═══ INPUT DATA
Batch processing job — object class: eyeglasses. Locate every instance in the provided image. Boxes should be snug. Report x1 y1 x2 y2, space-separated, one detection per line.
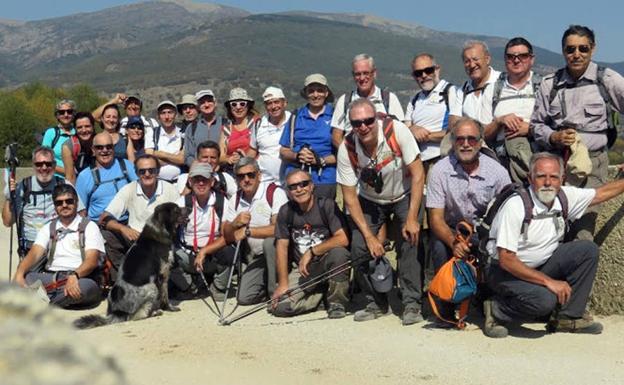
230 100 247 108
349 116 377 128
137 167 158 175
286 179 311 191
505 52 533 62
54 198 76 207
455 136 481 147
563 44 591 55
93 144 113 151
412 66 436 78
236 171 258 180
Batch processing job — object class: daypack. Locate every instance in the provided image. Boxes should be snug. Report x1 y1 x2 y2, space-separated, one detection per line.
477 183 568 259
344 116 402 172
427 221 477 329
548 66 620 148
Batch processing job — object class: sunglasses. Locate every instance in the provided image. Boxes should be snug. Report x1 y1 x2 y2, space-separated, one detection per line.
412 66 436 78
137 167 158 175
505 52 533 62
93 144 113 151
563 44 591 55
230 100 247 108
349 116 377 128
56 109 74 115
236 171 258 180
54 198 76 207
286 179 312 191
455 136 480 147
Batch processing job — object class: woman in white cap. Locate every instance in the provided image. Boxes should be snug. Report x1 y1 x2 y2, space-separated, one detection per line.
219 87 260 172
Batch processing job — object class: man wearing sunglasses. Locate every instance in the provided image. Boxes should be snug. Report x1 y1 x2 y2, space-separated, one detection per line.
530 25 624 240
480 37 541 183
336 98 425 325
2 146 84 258
405 53 463 169
269 169 350 318
223 157 288 305
331 53 404 148
99 154 179 269
184 90 228 167
13 184 104 308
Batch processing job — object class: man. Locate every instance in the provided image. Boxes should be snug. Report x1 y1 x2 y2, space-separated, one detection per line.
145 100 184 183
2 147 84 259
480 37 541 183
223 157 288 305
530 25 624 240
405 53 463 169
426 118 511 272
272 170 350 318
336 98 424 325
462 40 500 123
99 154 179 270
171 162 234 300
484 152 624 337
13 184 104 308
177 94 199 134
176 140 238 199
248 87 291 185
76 132 137 222
184 90 227 167
331 53 404 148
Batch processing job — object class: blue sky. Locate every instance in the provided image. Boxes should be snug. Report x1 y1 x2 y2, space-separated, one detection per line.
0 0 624 62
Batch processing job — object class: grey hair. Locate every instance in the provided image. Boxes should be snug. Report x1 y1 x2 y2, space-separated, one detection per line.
351 53 375 69
32 146 56 166
234 156 260 174
529 151 564 178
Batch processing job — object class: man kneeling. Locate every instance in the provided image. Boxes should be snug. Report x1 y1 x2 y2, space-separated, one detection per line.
272 170 349 318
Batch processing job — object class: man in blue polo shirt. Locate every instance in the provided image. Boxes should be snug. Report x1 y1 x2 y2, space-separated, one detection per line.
280 74 336 199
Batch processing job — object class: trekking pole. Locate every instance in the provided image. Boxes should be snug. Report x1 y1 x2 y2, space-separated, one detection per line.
219 261 351 326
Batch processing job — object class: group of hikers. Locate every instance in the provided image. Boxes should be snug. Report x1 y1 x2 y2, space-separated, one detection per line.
2 25 624 338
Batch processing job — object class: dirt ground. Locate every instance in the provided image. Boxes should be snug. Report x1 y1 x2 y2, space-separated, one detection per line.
0 222 624 385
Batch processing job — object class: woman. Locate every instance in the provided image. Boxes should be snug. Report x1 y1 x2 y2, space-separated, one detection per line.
280 74 336 199
61 112 95 184
219 88 260 172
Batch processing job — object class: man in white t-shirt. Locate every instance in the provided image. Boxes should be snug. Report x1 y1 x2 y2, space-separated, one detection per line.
331 53 404 148
247 87 291 185
223 157 288 305
336 98 424 325
13 184 104 307
484 152 624 338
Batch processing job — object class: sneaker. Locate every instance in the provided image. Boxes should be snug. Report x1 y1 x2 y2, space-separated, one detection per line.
483 299 509 338
353 302 387 322
327 303 347 319
402 304 424 326
546 316 603 334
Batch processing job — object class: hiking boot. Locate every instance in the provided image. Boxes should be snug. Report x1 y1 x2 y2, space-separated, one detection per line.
402 303 424 326
546 315 602 334
327 303 347 319
353 302 387 322
483 299 509 338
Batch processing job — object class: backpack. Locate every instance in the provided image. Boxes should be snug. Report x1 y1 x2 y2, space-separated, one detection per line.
344 116 403 171
548 66 620 148
492 72 542 112
84 158 131 210
477 183 568 258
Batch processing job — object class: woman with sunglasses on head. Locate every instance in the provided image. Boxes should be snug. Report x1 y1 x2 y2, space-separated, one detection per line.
219 88 260 172
62 112 95 184
41 99 76 175
280 74 336 199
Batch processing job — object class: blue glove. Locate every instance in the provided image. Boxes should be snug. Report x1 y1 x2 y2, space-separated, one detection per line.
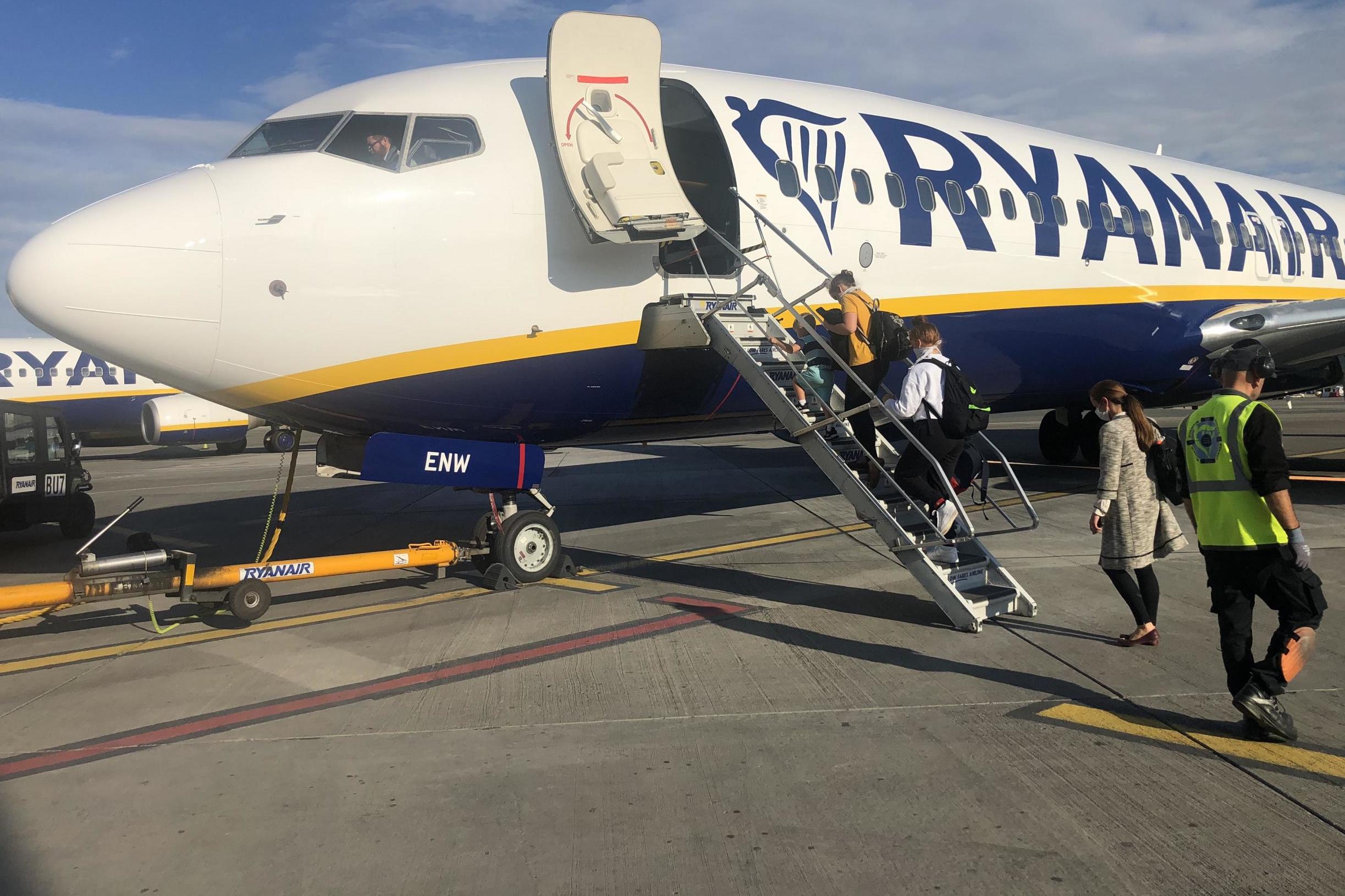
1288 526 1313 569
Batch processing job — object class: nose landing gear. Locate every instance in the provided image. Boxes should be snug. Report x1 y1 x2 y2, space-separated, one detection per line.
261 427 299 455
471 488 574 588
1037 408 1101 464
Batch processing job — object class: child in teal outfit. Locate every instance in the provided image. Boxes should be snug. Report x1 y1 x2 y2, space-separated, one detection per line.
771 315 835 408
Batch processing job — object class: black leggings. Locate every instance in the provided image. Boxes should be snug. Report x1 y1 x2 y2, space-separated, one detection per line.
845 361 888 457
892 420 964 510
1103 565 1158 626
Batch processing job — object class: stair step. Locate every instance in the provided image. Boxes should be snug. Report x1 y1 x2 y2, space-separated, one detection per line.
962 585 1018 604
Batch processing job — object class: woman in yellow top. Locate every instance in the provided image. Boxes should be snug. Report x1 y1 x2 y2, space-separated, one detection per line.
824 270 888 486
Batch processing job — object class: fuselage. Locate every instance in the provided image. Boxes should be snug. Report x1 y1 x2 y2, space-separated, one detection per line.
0 338 178 444
8 60 1345 444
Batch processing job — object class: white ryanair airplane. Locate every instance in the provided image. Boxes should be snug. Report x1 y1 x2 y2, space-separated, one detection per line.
0 338 278 455
7 13 1345 476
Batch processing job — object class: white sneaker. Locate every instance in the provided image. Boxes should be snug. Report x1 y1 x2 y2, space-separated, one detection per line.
925 545 958 566
934 500 958 535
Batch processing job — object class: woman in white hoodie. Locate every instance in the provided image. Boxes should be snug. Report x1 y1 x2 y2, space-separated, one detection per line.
886 318 964 535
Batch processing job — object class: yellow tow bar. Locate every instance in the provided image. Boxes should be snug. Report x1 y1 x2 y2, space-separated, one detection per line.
0 541 465 624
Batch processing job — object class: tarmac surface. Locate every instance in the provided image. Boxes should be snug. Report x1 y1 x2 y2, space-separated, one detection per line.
0 400 1345 896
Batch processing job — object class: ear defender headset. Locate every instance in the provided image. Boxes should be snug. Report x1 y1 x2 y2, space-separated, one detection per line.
1209 339 1275 379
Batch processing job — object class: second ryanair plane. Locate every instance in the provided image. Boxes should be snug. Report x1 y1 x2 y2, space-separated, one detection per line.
8 13 1345 460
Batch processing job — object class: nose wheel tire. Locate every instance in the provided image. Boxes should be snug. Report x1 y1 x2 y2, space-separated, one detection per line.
1037 410 1079 464
60 491 97 539
492 510 561 583
261 429 299 455
224 578 271 622
1073 414 1101 466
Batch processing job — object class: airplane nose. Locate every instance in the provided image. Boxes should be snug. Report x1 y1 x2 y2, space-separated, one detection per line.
5 167 223 385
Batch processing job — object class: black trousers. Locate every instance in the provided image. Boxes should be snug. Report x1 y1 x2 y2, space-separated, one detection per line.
892 420 966 507
845 361 888 457
1204 547 1326 694
1103 563 1158 626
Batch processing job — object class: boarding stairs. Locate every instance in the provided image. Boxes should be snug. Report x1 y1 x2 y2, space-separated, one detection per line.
639 198 1038 632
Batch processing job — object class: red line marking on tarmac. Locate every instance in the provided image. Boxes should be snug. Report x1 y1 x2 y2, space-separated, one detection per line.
0 595 751 781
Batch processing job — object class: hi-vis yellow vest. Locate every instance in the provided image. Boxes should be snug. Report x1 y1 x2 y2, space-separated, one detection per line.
1178 393 1288 550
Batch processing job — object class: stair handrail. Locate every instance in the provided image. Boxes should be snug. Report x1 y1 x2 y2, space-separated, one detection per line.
706 187 1040 541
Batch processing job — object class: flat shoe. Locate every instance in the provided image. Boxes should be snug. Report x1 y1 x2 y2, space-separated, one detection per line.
1116 628 1158 647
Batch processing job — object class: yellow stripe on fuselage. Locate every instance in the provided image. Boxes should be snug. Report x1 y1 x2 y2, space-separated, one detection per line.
159 420 247 432
208 284 1341 408
0 386 179 405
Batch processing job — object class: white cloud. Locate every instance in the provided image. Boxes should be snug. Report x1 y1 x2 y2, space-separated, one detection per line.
0 98 249 335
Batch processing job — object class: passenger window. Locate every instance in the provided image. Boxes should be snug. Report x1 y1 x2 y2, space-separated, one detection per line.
884 171 907 208
406 115 484 168
812 165 841 202
943 180 967 215
775 159 803 199
1028 192 1046 223
971 183 990 218
1098 202 1116 233
323 114 406 171
229 112 346 159
850 168 873 206
47 417 66 460
4 411 37 464
916 178 934 211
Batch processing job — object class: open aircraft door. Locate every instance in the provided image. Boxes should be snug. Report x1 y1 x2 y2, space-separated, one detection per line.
546 12 705 242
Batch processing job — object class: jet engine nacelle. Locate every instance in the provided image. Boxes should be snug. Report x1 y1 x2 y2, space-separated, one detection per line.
140 394 265 445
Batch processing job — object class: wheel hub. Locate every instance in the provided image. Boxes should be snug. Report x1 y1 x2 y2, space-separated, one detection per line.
514 525 554 572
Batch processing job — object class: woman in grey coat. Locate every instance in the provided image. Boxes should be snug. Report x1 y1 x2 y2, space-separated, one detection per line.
1088 379 1186 647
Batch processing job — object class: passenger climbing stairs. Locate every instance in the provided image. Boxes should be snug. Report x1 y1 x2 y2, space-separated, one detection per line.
639 196 1037 632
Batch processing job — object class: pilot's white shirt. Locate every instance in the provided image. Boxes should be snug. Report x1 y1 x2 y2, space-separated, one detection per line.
886 349 952 420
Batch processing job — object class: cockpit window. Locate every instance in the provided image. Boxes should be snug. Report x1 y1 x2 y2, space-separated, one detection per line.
229 112 346 159
406 115 482 168
324 114 406 171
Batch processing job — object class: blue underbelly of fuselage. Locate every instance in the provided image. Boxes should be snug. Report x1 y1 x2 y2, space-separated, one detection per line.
251 301 1259 445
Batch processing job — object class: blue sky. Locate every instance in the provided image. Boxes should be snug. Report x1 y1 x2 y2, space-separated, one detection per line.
0 0 1345 335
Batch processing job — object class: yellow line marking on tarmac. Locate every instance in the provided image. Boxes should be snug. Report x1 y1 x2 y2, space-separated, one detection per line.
541 569 620 593
1288 448 1345 460
648 523 870 562
1037 704 1345 781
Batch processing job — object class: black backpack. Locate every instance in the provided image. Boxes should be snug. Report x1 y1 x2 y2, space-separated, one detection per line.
1149 427 1186 506
916 358 990 439
859 294 911 364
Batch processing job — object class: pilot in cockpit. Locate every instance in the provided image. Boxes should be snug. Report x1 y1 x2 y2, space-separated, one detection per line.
365 133 402 171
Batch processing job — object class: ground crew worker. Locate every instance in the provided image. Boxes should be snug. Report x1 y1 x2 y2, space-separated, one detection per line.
1179 339 1326 740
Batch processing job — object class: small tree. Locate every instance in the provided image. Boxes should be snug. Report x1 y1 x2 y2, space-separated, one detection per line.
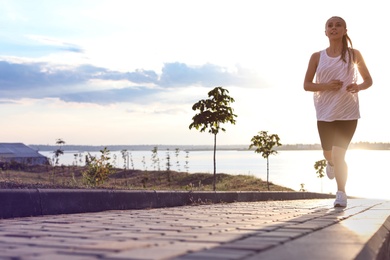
83 147 113 186
314 159 326 192
189 87 237 191
53 138 65 165
249 131 282 190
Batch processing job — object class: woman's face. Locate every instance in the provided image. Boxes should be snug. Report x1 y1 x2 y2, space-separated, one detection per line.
325 17 347 38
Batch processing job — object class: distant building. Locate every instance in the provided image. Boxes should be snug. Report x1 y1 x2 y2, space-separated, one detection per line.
0 143 49 165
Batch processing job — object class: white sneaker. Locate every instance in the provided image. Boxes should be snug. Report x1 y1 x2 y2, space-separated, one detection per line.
326 163 334 180
333 191 347 207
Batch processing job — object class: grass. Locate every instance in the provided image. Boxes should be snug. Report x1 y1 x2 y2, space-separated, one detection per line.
0 166 293 191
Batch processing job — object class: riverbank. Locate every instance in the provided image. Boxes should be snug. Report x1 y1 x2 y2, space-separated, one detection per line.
0 166 293 191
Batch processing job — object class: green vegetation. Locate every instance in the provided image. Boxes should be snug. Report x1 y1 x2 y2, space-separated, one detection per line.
249 131 282 190
0 166 292 191
189 87 237 191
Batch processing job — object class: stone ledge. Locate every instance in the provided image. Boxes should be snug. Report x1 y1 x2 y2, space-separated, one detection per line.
0 189 334 219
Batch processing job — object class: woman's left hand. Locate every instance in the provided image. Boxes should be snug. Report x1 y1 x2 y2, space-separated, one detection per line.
347 83 360 93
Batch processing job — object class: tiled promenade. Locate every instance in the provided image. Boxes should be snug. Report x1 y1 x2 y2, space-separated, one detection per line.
0 199 390 260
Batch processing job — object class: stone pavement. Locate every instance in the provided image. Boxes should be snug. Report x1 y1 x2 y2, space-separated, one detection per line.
0 199 390 260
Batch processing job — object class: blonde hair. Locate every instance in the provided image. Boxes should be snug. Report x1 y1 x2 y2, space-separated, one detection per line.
325 16 355 66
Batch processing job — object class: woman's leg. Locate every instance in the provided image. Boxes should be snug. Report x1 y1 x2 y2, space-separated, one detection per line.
332 146 348 193
332 120 357 193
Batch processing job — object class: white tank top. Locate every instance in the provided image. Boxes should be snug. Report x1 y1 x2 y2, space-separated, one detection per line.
314 50 360 122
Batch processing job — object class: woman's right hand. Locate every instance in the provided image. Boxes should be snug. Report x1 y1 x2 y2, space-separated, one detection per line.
328 79 343 90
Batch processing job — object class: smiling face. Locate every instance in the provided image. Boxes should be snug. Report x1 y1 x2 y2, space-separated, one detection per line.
325 17 347 38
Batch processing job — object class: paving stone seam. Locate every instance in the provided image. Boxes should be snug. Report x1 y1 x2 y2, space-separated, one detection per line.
219 203 390 260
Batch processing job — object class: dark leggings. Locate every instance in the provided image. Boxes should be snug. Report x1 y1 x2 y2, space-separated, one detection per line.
317 120 357 151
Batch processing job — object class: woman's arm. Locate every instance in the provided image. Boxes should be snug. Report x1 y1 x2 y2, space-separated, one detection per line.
303 52 343 92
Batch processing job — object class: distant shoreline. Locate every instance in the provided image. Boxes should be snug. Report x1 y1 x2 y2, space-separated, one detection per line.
28 142 390 152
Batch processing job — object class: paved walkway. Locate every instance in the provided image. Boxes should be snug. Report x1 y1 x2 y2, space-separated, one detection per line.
0 199 390 260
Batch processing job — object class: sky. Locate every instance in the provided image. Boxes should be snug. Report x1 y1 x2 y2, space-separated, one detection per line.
0 0 390 146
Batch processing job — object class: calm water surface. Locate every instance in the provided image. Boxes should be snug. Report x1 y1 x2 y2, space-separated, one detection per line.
40 150 390 199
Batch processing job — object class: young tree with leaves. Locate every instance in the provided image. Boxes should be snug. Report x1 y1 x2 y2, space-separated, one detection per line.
189 87 237 191
249 131 282 190
314 159 326 192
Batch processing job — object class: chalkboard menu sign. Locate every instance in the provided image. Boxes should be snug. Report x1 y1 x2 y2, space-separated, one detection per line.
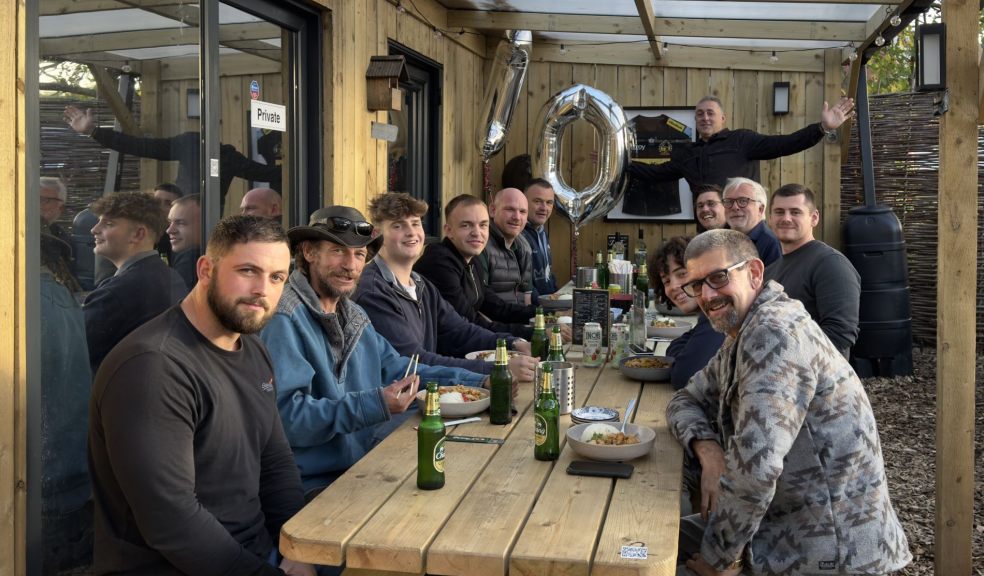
══════
How many lines in the data above contain the string "surface"? Case counts. Give only the number.

2